Page extract:

Irina Raievskya

Irina Mikhailovna Raievskya was born on 18 August 1892 at Tsarskoye Selo, near St Petersburg. She was the daughter of Major-General Mikhail Nikolaevich Raievsky and his wife Maria Grigorievna Raievskya, by birth Princess Garagina.

Life in Russia

Irina was born a member of the noble Raievsky family. Her great-grandfather was the famous Russian General and hero of the Napoleonic Wars, Nikolai Nikolaevich Raievsky. One of the great grandmothers of the Russian Emperor Pyotr the Great was also a member of the Raievsky family.

Christened into the Russian Orthodox Church, Irina was the youngest child in a large family with seven siblings, Maria, born 1872, Nikolai, born 1873, Mikhail, born 1875, Anna, born 1876, Sofia, born 1881, Pyotr, born 1883 and Anastasia, born 1890. A further two siblings Grigorij (1878-1883) and Jelena (1888-1889) had both predeceased her birth.

Just a year old when her father died, Irina grew up in St Petersburg where her family had a city mansion at 32 Sergievskaya Street (today Tchaikovsky Street). The family also owned the Raivesky Mansion on Kolpinskaia Street in Tsarskoye Selo which became the residence of her eldest surviving brother Mikhail. At the imperial court Irina served as a maid of honour to the Russian Empress.

Countess Tolstoy

On 23 October 1915 in the midst of World War I, Irina was married in Petrograd (formerly St Petersburg) to Count Aleksandr Mikhailovich Tolstoy, a graduate of the Page Corps and colonel in the regiment of Hussars of the Guard of the Emperor. Upon marriage she became styled Countess Irina Tolstoy.

The couple’s first child, Countess Irina, was born at Tsarskoye Selo on 26 January 1917. Shortly after her birth Russia saw the first of two revolutions which forced the abdication of Emperor Nikolai II in February, the second in October resulted in the Bolshevik takeover of Russia and the subsequent unleashing of the Red Terror and outbreak of civil war.

To reach safety Countess Irina and her family fled to the Crimea. It was here in Mishor that her husband Count Aleksandr died in 1918 leaving Countess Irina a widow with a young daughter and a second child on the way. This second child Count Mikhail was born in Mishor later that year.

Countess of Carlow

Having escaped with her children from the turmoil in Russia, Countess Irina married on 7 October 1920 in Geneva fellow Russian exile Count Georg of Carlow.

The newlywed couple initially made their home in the French town of Nice. On 18 July 1921 Countess Irina joined the Russian Greek Catholic Church, her husband having joined the Roman Catholic Church shortly after their wedding the previous year. It was while living in Nice that the couple’s first child and Countess Irina’s third, Count Georg Alexander, was born on 27 August 1921.

[Outline annotation records]
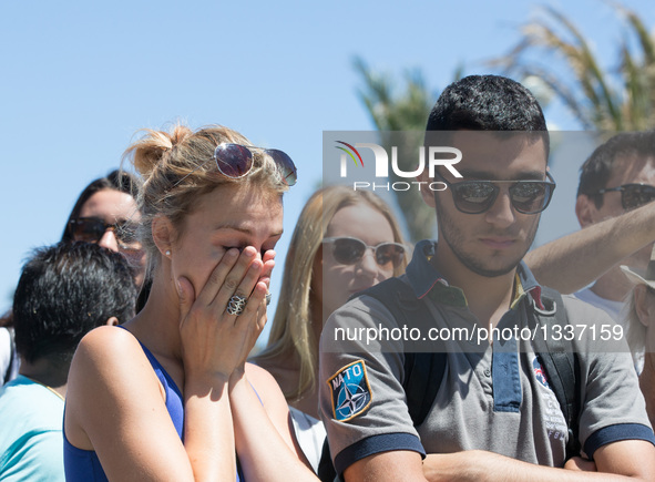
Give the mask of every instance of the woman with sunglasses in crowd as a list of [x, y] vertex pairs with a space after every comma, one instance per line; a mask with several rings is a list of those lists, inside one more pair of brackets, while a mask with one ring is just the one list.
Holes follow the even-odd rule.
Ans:
[[92, 331], [75, 353], [68, 480], [315, 480], [275, 380], [245, 363], [295, 183], [286, 154], [249, 145], [226, 127], [178, 125], [127, 148], [144, 181], [152, 289], [134, 319]]
[[318, 471], [326, 437], [317, 387], [323, 325], [352, 294], [400, 275], [406, 253], [382, 199], [368, 191], [330, 186], [305, 205], [286, 259], [268, 346], [254, 361], [279, 383], [298, 443]]
[[[145, 256], [135, 239], [133, 224], [139, 221], [137, 187], [133, 175], [117, 170], [92, 181], [78, 197], [61, 240], [99, 243], [123, 254], [133, 269], [136, 286], [141, 286]], [[0, 318], [0, 387], [16, 378], [18, 369], [13, 321], [9, 311]]]
[[141, 286], [145, 254], [135, 233], [141, 218], [136, 207], [137, 191], [137, 178], [119, 170], [92, 181], [80, 193], [61, 240], [98, 243], [123, 254], [134, 270], [136, 286]]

Task objective: Please translate this sentence from the biography of Irina Raievskya above into Spanish: "The newlywed couple initially made their home in the French town of Nice."

Task solution: La pareja de recién casados fijó su residencia inicialmente en la ciudad francesa de Niza.